**Your objective:**
Please copy every one of the lines below word for word, leaving the pictures out of your answer.

**Available records:**
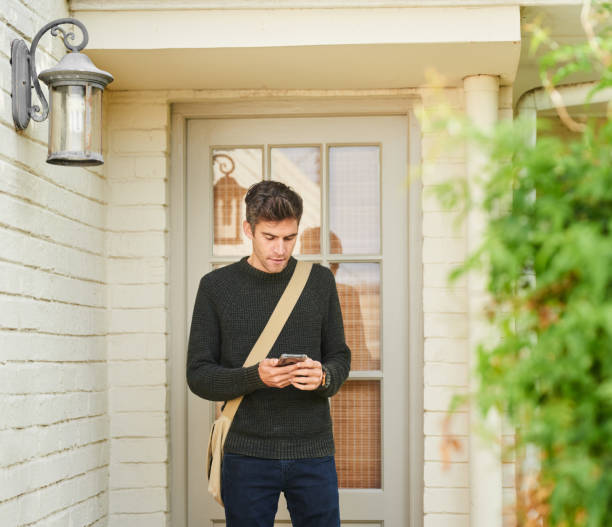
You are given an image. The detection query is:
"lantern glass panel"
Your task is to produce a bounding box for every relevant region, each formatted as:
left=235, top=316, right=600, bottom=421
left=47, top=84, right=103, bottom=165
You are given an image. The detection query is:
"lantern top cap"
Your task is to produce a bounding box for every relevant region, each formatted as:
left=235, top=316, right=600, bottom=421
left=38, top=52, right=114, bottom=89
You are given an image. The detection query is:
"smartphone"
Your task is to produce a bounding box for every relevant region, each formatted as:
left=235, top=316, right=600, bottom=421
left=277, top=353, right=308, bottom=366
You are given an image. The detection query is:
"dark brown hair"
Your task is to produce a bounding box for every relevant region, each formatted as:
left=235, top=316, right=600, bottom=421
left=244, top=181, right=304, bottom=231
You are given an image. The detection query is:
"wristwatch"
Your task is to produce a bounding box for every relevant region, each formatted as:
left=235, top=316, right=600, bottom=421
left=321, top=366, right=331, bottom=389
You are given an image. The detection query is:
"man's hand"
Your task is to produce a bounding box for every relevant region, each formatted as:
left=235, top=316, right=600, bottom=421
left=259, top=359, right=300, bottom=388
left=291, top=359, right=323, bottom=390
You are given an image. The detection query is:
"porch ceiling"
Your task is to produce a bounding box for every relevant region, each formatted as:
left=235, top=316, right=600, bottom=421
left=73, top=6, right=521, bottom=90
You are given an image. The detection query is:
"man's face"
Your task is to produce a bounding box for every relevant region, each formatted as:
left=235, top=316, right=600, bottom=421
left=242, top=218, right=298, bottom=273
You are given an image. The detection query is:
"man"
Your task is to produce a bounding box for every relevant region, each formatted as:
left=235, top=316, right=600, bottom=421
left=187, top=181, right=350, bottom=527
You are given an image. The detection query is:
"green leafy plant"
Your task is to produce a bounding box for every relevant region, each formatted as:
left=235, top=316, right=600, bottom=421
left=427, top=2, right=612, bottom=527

**Answer to this exercise:**
You are given an image. The detection query is:
"lantern glass panel"
Your task is to produce a bounding box for every relevant region, each formatted as:
left=235, top=316, right=600, bottom=421
left=47, top=84, right=103, bottom=165
You are given an image. The detection query is:
"lantern top cap"
Your task is to produce a bounding box for every relevant region, each formatted as:
left=235, top=316, right=600, bottom=421
left=38, top=52, right=114, bottom=89
You are given an image. The detection query is:
"smartphone"
Your task is to produce a bounding box for every relevant region, each formatted as:
left=235, top=316, right=600, bottom=421
left=277, top=353, right=308, bottom=366
You are given an image. The detection query is:
"dark brown hair"
Your task is to produce a bounding box for every relevant region, each formatted as:
left=235, top=316, right=600, bottom=421
left=244, top=181, right=304, bottom=231
You are given an image. The detection query is:
"wristwatch"
Your task is to produce a bounding box for every relevant region, each formatted as:
left=235, top=316, right=600, bottom=421
left=321, top=366, right=331, bottom=389
You are given an image. The detection query is:
"man's hand"
Your task is to produce a bounding box for every relevant region, each formatted as:
left=235, top=316, right=600, bottom=421
left=259, top=359, right=300, bottom=388
left=291, top=359, right=323, bottom=390
You are given an image. The detection query is:
"porch ceiling"
Your task is to produce a bounding box for every relevant region, each formatted as:
left=235, top=316, right=600, bottom=421
left=73, top=6, right=521, bottom=90
You are given an image. The detection query is:
"man's face"
Your task is to produce a bounding box for every relevant region, each formatted as:
left=235, top=316, right=600, bottom=421
left=242, top=218, right=298, bottom=273
You are given an image. The detection query is:
"man"
Your task is to produce a bounding box for every relevant region, each formatted as:
left=235, top=316, right=600, bottom=421
left=187, top=181, right=350, bottom=527
You are given an image. The detection query is:
"green leafy plant"
Your task is to produce a bounding box for every relevant region, each formatted as:
left=235, top=316, right=600, bottom=421
left=427, top=2, right=612, bottom=527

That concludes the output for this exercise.